__Given passage__
Begin
Would the 2 circle exercise you posted about a while ago (where you make a + from the - and | circles) help at all?

Clandestino: I had to take a break with doing the CD because of work. We are in crunch time and I was stressed. I have picked it back up and am trying to do it twice a day but usually only do it at night. I am getting up earlier (like today) so that I can do the CD in the morning. Still nothing to post about, but if I am able to get to F10 like Frank, I think anybody in the world should be (everyone probably says that!) :}

Thanks again for the replies.


AndrewTheSinger

Hello TheJza.

A different opinion:

What I think it's happening to you is a connection problem. The action going on the right side of your view can be a visualization problem, but the 'everything turning black again' is not.

What happens is that our conscious mind thinks in analog. It unites/links things that we understand to make something logical, therefore it has a hard time understanding things that don't have a sequence, things that are not somehow linked to anything else that we understand.

You said things seem to go until you try to take the role and play it in the first person, but there is a gap there. Your mind just can't accept you jumping in the scene 'from nowhere', so it goes "Wait! I don't know how to do that, lets start again". And there you go to the trance again.

What you can do is to make a bridge between you and the action that is going. Maybe by making the character invite you in so you can change places. Or you can acknowledge the presence of your astral body watching everything, and then interact with the scenery and the characters, and that will instantly bring you into the scene.

For instance, if you feel like you're watching tv or looking through some binoculars, you can stretch out your astral hands and touch, and turn a mental projection into astral projection.

If you're not good at the visualization exercises yet and you get across a situation where you suddenly go blind, you can continue with what you're doing and soon you'll regain vision. If you're walking and lose sight, if you're swimming and lose sight, just carry on with whatever you're doing, feel yourself still there and you might be able to see again in a few seconds. This just won't apply to situations where you're doing something and decide to do something else that has no relation to the prior cause of the analog conflict thing.
End
__What you will do__
In the forum thread, repeat the part starting with "Thanks again for" and going on through "again' is not.", swapping "connection problem" for "linking problem".

(Stored records)
Begin
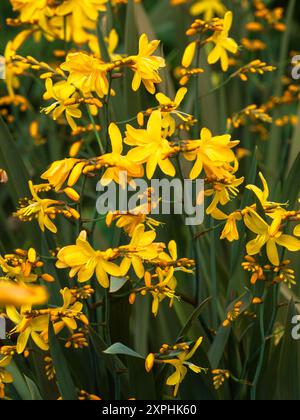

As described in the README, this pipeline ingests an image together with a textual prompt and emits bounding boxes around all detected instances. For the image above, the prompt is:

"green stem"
[86,105,105,155]
[251,291,267,401]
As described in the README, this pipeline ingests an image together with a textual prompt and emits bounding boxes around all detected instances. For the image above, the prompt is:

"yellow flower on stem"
[10,0,48,22]
[119,225,164,279]
[14,181,63,233]
[156,88,190,136]
[6,306,49,354]
[0,278,48,307]
[244,208,300,266]
[42,287,88,340]
[246,172,286,219]
[205,175,245,214]
[56,231,122,289]
[0,356,14,399]
[191,0,226,21]
[55,0,107,44]
[208,12,238,72]
[41,158,86,192]
[211,208,242,242]
[60,52,111,98]
[123,34,166,94]
[100,123,144,189]
[163,337,205,397]
[43,78,82,130]
[125,111,177,179]
[183,128,239,179]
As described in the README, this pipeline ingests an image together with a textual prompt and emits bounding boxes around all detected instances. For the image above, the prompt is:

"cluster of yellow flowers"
[0,0,300,399]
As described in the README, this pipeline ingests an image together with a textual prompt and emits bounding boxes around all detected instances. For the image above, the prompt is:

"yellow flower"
[184,128,239,179]
[42,287,88,334]
[205,175,245,214]
[120,225,163,279]
[61,52,110,98]
[163,337,204,397]
[56,231,122,289]
[191,0,226,20]
[4,30,32,96]
[156,88,189,136]
[244,208,300,266]
[6,306,49,354]
[10,0,48,22]
[142,267,177,317]
[43,79,82,130]
[41,158,82,192]
[0,278,48,307]
[14,181,62,233]
[0,356,14,399]
[106,212,161,237]
[208,12,238,72]
[55,0,107,44]
[246,172,286,219]
[124,34,166,94]
[211,208,242,242]
[100,123,144,189]
[125,111,176,179]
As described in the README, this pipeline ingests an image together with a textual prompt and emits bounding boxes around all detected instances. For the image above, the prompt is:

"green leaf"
[25,375,42,401]
[6,362,32,401]
[124,0,142,118]
[177,297,212,341]
[103,343,144,359]
[49,321,77,401]
[283,153,300,208]
[276,299,300,401]
[0,116,29,203]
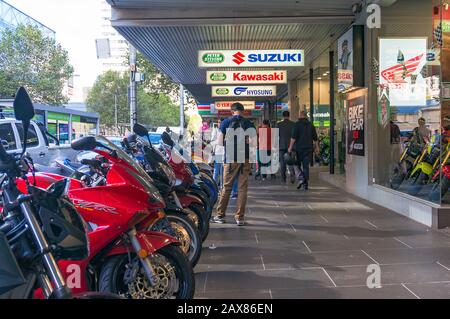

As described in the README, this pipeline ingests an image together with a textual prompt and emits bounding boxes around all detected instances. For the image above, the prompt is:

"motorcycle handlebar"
[81,159,102,167]
[0,143,11,162]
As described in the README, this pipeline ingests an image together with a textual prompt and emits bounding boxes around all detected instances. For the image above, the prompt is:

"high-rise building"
[96,0,128,72]
[0,0,55,39]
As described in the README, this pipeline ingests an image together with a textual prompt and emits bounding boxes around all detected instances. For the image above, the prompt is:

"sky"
[5,0,105,91]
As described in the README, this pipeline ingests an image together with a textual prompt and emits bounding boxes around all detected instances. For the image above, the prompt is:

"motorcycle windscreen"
[0,233,26,295]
End
__Answer below__
Thanks again for the replies.


AndrewTheSinger

Hello TheJza.

A different opinion:

What I think it's happening to you is a linking problem. The action going on the right side of your view can be a visualization problem, but the 'everything turning black again' is not.